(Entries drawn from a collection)
※ ※ ※
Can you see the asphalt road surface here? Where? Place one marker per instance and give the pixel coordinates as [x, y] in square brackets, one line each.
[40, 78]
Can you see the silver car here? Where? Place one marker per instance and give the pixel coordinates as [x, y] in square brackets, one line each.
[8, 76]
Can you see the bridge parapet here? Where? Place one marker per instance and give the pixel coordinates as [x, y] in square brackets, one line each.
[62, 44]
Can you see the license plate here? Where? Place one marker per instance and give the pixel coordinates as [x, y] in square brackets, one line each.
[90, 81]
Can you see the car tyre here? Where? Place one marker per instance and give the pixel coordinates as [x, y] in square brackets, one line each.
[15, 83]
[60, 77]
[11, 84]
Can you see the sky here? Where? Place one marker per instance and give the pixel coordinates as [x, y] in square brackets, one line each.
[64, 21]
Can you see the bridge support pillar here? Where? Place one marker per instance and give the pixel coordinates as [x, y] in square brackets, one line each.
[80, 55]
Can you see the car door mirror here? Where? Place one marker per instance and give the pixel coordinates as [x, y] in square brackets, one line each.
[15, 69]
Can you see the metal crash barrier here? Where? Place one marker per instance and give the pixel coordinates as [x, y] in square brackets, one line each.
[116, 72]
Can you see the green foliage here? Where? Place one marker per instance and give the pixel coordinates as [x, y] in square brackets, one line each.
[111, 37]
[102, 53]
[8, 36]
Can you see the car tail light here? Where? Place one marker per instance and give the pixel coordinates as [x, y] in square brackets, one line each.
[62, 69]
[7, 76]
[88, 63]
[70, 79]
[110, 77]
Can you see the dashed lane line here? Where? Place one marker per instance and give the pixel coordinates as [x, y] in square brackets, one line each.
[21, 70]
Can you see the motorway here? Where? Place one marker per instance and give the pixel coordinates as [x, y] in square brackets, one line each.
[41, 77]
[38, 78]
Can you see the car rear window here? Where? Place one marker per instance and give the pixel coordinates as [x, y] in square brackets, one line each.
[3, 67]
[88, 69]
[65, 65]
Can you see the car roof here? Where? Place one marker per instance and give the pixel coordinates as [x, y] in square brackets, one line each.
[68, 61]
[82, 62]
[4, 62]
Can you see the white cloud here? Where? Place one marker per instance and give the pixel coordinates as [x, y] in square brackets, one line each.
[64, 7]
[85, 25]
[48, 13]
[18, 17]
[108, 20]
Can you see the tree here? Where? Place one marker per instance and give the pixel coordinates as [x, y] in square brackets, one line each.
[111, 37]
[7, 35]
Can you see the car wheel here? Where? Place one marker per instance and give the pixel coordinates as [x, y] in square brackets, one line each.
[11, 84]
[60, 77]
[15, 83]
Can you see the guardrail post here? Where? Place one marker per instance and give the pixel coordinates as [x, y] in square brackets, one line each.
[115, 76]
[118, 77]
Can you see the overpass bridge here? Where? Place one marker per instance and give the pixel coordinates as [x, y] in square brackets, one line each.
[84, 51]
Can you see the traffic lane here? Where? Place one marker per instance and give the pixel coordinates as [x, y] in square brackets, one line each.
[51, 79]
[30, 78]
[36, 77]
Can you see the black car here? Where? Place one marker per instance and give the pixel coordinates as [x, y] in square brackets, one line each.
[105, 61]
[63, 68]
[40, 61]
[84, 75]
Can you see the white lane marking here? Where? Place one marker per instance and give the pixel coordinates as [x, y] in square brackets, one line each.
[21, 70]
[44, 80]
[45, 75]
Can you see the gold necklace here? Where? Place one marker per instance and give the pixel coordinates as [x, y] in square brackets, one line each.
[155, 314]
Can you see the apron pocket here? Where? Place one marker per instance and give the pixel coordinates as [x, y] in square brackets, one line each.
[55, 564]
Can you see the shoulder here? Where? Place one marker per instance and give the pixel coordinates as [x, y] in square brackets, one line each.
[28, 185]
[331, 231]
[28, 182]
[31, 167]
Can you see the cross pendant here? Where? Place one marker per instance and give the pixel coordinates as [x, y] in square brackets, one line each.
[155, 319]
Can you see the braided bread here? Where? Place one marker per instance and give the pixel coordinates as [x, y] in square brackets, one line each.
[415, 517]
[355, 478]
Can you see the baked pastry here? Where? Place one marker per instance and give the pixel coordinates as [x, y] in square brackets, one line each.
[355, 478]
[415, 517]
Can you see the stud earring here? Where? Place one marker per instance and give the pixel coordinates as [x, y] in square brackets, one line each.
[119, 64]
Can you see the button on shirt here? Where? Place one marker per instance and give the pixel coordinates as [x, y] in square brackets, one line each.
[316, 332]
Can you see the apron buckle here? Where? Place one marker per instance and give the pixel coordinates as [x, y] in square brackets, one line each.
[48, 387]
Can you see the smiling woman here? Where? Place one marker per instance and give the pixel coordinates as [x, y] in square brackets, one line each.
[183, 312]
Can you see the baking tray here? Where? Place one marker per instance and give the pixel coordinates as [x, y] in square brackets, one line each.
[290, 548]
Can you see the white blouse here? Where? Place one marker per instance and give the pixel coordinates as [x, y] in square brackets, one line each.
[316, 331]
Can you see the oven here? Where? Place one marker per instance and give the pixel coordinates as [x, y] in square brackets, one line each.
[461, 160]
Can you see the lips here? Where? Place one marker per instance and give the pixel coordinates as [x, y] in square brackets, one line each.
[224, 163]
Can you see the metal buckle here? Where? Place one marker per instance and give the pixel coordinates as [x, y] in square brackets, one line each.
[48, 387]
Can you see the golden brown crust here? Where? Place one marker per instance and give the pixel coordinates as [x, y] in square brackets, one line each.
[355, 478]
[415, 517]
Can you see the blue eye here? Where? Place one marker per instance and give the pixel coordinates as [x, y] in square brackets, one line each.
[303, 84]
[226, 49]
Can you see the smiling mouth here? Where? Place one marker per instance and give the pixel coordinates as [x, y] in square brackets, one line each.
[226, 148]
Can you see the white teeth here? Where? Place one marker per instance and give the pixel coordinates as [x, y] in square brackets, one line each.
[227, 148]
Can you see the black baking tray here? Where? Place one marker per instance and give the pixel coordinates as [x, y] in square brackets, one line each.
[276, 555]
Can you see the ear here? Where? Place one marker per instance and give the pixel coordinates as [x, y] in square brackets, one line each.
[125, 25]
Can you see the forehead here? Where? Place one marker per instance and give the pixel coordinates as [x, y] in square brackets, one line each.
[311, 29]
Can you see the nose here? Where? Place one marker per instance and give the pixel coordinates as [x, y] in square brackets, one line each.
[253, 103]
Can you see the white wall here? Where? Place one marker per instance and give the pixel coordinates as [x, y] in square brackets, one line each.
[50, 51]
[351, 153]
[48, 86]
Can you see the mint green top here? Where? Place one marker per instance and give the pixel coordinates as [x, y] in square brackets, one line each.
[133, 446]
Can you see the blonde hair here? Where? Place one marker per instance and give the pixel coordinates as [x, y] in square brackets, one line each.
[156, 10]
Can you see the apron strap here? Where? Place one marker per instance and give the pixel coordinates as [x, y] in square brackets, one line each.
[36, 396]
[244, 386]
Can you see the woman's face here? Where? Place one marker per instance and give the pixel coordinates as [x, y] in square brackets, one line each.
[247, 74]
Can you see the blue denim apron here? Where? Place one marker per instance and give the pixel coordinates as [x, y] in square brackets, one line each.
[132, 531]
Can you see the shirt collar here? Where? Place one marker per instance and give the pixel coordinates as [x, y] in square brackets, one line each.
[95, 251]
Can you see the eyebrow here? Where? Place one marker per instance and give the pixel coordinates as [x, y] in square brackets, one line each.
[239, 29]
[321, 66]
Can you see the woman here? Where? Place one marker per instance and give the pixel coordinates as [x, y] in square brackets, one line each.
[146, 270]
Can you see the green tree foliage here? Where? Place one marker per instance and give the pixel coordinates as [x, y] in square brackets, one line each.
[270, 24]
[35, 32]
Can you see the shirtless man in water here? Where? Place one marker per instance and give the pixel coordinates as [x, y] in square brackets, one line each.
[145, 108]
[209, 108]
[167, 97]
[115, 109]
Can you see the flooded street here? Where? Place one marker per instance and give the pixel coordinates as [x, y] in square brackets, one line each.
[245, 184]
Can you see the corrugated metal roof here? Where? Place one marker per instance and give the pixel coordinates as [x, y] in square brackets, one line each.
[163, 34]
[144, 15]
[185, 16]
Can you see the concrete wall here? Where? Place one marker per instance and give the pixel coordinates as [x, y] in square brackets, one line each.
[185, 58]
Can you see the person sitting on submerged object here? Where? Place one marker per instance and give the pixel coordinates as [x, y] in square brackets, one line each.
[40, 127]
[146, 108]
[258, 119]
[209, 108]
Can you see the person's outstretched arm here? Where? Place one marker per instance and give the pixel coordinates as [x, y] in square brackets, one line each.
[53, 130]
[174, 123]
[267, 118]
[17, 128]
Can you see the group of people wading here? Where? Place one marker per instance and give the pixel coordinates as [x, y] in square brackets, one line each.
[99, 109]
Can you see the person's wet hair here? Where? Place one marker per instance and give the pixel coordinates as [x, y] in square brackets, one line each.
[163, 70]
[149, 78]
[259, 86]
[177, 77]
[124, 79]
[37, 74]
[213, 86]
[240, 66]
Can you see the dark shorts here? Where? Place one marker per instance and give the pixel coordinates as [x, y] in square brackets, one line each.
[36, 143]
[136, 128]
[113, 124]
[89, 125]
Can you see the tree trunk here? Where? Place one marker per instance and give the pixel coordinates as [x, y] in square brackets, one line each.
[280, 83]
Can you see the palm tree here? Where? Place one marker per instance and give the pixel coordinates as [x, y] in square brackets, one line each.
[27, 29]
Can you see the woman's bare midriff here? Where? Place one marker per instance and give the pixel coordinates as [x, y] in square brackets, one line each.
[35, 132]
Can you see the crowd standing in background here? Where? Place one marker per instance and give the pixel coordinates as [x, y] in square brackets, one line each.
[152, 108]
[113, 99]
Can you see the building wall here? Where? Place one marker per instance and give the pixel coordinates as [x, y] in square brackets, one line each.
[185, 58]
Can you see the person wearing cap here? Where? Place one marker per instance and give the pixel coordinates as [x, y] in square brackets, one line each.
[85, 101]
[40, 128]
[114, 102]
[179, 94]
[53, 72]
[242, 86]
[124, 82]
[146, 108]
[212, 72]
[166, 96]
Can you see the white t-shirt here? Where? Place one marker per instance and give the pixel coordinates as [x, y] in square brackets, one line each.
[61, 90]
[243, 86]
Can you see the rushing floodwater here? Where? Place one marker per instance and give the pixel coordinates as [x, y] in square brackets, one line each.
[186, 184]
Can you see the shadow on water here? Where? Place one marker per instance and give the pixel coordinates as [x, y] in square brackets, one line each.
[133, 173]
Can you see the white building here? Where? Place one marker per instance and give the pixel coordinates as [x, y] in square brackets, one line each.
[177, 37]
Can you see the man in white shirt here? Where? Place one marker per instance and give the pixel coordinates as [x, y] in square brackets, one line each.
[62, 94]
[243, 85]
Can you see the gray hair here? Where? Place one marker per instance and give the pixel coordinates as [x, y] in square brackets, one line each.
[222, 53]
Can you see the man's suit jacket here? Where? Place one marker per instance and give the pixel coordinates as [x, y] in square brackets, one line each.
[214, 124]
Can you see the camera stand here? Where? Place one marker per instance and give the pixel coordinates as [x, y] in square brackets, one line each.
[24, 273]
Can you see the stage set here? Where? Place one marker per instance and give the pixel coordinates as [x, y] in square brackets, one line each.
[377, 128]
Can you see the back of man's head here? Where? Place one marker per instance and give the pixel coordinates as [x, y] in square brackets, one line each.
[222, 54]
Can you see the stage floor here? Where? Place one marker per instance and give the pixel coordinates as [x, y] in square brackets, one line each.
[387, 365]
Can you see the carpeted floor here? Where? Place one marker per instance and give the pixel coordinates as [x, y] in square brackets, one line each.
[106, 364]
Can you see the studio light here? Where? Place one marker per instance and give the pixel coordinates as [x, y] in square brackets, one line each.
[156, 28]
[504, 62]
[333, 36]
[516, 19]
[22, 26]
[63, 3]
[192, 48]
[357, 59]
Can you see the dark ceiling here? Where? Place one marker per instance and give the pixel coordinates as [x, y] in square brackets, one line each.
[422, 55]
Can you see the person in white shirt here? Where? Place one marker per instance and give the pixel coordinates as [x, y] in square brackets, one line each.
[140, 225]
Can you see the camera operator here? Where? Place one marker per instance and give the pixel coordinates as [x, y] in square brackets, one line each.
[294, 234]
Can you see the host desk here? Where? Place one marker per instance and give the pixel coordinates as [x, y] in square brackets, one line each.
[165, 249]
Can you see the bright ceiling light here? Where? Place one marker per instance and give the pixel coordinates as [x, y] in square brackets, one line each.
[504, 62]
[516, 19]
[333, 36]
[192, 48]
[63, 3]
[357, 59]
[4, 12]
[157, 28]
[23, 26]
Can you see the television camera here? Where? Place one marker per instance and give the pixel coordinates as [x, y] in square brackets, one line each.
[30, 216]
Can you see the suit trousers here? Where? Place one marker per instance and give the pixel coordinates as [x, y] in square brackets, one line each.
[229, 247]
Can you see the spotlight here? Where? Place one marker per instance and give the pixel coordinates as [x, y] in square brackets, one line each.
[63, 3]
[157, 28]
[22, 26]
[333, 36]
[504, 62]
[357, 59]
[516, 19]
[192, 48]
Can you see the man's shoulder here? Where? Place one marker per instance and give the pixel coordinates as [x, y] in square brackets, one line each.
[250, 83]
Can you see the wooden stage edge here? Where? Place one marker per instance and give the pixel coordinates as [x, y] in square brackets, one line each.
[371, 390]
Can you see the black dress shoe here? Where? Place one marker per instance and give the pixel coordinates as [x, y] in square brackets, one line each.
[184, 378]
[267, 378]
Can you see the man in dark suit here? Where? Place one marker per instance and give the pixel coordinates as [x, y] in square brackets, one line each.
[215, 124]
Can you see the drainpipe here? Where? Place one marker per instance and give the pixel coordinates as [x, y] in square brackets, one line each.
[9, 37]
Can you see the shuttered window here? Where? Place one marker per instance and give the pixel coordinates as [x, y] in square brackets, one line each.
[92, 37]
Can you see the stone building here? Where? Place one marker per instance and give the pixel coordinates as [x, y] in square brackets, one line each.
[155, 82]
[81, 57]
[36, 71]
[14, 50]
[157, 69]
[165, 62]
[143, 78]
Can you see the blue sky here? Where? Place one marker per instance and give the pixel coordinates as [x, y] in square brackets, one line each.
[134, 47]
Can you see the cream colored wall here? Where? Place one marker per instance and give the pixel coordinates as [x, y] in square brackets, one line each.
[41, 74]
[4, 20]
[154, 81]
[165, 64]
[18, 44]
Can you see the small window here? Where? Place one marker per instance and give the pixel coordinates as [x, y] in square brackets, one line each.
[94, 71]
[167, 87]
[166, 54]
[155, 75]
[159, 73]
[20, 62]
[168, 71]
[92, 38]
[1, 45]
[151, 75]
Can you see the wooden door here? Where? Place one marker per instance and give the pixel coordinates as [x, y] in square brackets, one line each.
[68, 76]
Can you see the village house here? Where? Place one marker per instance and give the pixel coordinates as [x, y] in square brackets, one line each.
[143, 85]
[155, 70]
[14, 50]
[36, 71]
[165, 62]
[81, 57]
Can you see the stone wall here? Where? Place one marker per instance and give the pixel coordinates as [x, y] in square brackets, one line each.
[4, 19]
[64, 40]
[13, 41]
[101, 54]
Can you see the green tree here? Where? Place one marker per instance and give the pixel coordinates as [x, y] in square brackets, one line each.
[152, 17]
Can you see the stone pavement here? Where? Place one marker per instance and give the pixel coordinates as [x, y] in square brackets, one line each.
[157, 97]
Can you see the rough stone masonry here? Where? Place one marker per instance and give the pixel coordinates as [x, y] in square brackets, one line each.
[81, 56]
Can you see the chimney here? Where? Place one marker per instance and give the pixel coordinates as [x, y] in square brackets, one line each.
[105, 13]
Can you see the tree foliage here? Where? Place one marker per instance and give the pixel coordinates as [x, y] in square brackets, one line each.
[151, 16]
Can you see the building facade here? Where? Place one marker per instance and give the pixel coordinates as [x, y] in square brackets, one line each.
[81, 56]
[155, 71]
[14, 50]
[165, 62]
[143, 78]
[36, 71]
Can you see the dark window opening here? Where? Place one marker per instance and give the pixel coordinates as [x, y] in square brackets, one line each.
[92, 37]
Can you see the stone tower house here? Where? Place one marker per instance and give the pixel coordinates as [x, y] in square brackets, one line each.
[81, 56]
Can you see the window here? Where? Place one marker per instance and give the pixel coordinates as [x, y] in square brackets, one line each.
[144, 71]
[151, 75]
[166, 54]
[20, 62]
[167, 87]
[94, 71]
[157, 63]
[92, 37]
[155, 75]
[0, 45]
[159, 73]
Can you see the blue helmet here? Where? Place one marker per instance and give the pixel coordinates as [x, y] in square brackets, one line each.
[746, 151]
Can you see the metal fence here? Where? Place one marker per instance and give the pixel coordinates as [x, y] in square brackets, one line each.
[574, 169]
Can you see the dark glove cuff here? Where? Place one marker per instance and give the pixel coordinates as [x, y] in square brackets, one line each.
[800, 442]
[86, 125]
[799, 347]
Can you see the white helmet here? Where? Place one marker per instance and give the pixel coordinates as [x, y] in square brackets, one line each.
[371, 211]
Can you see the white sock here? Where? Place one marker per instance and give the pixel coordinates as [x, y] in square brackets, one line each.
※ ※ ※
- Brief
Duplicate everything in the data from the line containing "Can you see the blue helmet" down to the final line of the data, with both ends included.

- Result
Can you see the blue helmet here? Where? Place one marker per instance and give the pixel coordinates as [x, y] in square brackets, one line each.
[746, 151]
Can you see the metal fence here? Where? Place one marker per instance and give the pixel coordinates as [x, y] in square brackets, one line each.
[574, 169]
Can you see the dark glove cuff here? Where? Place one marker per instance and give the pixel coordinates as [x, y] in square brackets, one line each.
[800, 442]
[86, 125]
[799, 347]
Can you see the white helmet here? Where? Place one marker per instance and give the pixel coordinates as [x, y] in square brackets, one line each.
[371, 211]
Can you see the white sock here? Where? Place one marker per instance and give the pixel coordinates as [x, y] in square brackets, one line each.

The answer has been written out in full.